**TASK**
From top to bottom, restate the entries below word for word.

(Saved entries)
▼
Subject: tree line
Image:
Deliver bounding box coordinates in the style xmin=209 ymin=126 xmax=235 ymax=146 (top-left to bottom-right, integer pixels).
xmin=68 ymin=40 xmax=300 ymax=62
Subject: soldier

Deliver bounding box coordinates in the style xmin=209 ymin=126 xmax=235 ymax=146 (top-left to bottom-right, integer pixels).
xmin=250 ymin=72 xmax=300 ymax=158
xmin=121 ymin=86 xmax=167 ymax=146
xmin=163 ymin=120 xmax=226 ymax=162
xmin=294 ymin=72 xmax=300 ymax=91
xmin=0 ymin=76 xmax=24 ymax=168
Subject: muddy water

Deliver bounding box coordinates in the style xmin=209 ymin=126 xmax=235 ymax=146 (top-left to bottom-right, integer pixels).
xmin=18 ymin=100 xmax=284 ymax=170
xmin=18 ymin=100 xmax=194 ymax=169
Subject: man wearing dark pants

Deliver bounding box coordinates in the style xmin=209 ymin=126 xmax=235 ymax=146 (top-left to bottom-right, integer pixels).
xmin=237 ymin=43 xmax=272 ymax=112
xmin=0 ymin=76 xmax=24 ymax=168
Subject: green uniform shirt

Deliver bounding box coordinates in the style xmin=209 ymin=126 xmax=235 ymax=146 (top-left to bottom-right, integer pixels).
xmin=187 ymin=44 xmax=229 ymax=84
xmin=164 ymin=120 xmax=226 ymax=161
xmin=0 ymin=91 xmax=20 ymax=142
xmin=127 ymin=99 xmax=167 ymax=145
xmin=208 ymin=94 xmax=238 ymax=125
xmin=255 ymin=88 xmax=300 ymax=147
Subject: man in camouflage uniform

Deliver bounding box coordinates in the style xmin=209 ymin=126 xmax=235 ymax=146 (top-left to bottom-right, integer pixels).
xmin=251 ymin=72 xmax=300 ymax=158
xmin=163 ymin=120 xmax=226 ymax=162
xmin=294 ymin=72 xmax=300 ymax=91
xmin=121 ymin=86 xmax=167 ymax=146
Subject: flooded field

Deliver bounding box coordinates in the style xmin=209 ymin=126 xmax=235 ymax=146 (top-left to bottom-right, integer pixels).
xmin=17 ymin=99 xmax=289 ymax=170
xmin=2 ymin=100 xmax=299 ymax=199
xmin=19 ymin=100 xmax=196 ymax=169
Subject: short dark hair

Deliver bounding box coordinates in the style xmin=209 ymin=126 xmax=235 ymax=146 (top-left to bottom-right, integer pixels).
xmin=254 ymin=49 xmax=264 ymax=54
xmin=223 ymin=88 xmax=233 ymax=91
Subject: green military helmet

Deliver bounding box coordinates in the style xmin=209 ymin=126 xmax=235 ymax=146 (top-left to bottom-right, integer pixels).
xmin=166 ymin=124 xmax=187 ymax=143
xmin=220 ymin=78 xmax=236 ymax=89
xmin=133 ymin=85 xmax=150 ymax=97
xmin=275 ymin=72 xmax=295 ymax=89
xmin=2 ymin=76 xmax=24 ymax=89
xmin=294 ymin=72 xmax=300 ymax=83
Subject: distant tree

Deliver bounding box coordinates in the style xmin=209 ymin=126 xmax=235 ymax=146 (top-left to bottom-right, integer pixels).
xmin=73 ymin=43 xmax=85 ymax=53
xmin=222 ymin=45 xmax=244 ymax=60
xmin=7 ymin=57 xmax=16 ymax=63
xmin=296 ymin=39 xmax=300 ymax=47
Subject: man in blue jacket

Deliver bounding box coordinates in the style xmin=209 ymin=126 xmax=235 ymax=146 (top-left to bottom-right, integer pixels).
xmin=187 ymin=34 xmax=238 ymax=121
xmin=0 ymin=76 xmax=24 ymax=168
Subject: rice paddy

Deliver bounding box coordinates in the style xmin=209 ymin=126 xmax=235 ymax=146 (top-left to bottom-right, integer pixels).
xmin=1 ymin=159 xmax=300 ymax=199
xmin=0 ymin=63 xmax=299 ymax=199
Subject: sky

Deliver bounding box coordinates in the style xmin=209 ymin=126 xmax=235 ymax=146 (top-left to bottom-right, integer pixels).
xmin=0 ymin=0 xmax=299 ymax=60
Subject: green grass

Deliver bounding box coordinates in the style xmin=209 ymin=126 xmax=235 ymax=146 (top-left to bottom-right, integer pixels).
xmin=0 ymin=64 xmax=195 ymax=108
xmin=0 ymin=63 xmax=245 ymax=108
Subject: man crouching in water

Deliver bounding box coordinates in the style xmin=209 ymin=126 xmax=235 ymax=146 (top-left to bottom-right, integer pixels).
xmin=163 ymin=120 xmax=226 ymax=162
▲
**RESPONSE FOR THIS EXERCISE**
Subject: tree line
Image:
Deliver bounding box coordinates in the style xmin=209 ymin=126 xmax=235 ymax=146 (top-left to bottom-right, integer pixels).
xmin=68 ymin=40 xmax=300 ymax=62
Subject: soldier

Deliver bounding box coordinates in the style xmin=209 ymin=126 xmax=235 ymax=146 (top-left to bottom-right, integer pixels).
xmin=250 ymin=72 xmax=300 ymax=158
xmin=121 ymin=86 xmax=167 ymax=146
xmin=163 ymin=120 xmax=226 ymax=162
xmin=294 ymin=72 xmax=300 ymax=91
xmin=0 ymin=76 xmax=24 ymax=168
Subject: muddy water

Deliver bounding box coordinates in the style xmin=209 ymin=126 xmax=235 ymax=146 (top-left to bottom-right, integer pixels).
xmin=18 ymin=100 xmax=284 ymax=170
xmin=18 ymin=100 xmax=194 ymax=169
Subject: man wearing dark pants

Deliver bounding box coordinates in the style xmin=209 ymin=126 xmax=235 ymax=146 (top-left to bottom-right, integer pixels).
xmin=237 ymin=43 xmax=272 ymax=112
xmin=0 ymin=76 xmax=24 ymax=168
Subject: green uniform shirt

Deliver bounding box coordinates in the style xmin=209 ymin=126 xmax=235 ymax=146 (top-left to bottom-right, integer pixels).
xmin=187 ymin=44 xmax=229 ymax=84
xmin=164 ymin=120 xmax=226 ymax=161
xmin=0 ymin=91 xmax=20 ymax=142
xmin=127 ymin=99 xmax=167 ymax=145
xmin=208 ymin=94 xmax=238 ymax=125
xmin=255 ymin=88 xmax=300 ymax=147
Subject: man in camouflage uniform

Deliver bounding box coordinates in the style xmin=209 ymin=126 xmax=235 ymax=146 (top-left to bottom-right, integer pixels).
xmin=251 ymin=72 xmax=300 ymax=158
xmin=163 ymin=120 xmax=226 ymax=162
xmin=294 ymin=72 xmax=300 ymax=91
xmin=121 ymin=86 xmax=167 ymax=146
Subject: flooded field

Deliver bounding box coordinates in the style xmin=209 ymin=126 xmax=235 ymax=146 (top-left to bottom-right, integer pixels).
xmin=17 ymin=99 xmax=289 ymax=170
xmin=2 ymin=100 xmax=299 ymax=199
xmin=19 ymin=100 xmax=196 ymax=169
Subject: short dark hair

Deliver bounding box coordinates in the style xmin=209 ymin=126 xmax=235 ymax=146 (top-left to bottom-right, integer pixels).
xmin=254 ymin=49 xmax=264 ymax=54
xmin=223 ymin=88 xmax=233 ymax=91
Subject: green military helmet

Deliver bounding box coordinates in the style xmin=209 ymin=126 xmax=235 ymax=146 (top-left to bottom-right, integer pixels).
xmin=166 ymin=124 xmax=187 ymax=143
xmin=220 ymin=78 xmax=236 ymax=89
xmin=133 ymin=85 xmax=150 ymax=97
xmin=275 ymin=72 xmax=295 ymax=89
xmin=2 ymin=76 xmax=24 ymax=89
xmin=294 ymin=72 xmax=300 ymax=83
Subject: distant tree

Deliver bounding box coordinates in the style xmin=209 ymin=126 xmax=235 ymax=146 (top-left to bottom-right, integer pixels).
xmin=73 ymin=43 xmax=85 ymax=53
xmin=222 ymin=45 xmax=244 ymax=60
xmin=7 ymin=57 xmax=16 ymax=63
xmin=296 ymin=39 xmax=300 ymax=47
Subject: man in blue jacket

Deliver bounding box coordinates in the style xmin=209 ymin=126 xmax=235 ymax=146 (top-left to bottom-right, integer pixels).
xmin=187 ymin=34 xmax=238 ymax=121
xmin=0 ymin=76 xmax=24 ymax=168
Subject: rice paddy

Deliver bounding box coordinates in the style xmin=209 ymin=126 xmax=235 ymax=146 (top-left to bottom-right, integer pixels).
xmin=1 ymin=159 xmax=300 ymax=199
xmin=0 ymin=63 xmax=299 ymax=199
Subject: sky

Deliver bounding box coordinates in the style xmin=209 ymin=126 xmax=235 ymax=146 (top-left to bottom-right, integer pixels).
xmin=0 ymin=0 xmax=299 ymax=60
Subject: green grass

Deliver bounding box coordinates in the style xmin=209 ymin=126 xmax=235 ymax=146 (top-left to bottom-right, integer pixels).
xmin=0 ymin=64 xmax=195 ymax=108
xmin=0 ymin=63 xmax=245 ymax=108
Subject: man crouching in water

Deliver bounding box coordinates in the style xmin=209 ymin=126 xmax=235 ymax=146 (top-left to bottom-right, integer pixels).
xmin=163 ymin=120 xmax=226 ymax=162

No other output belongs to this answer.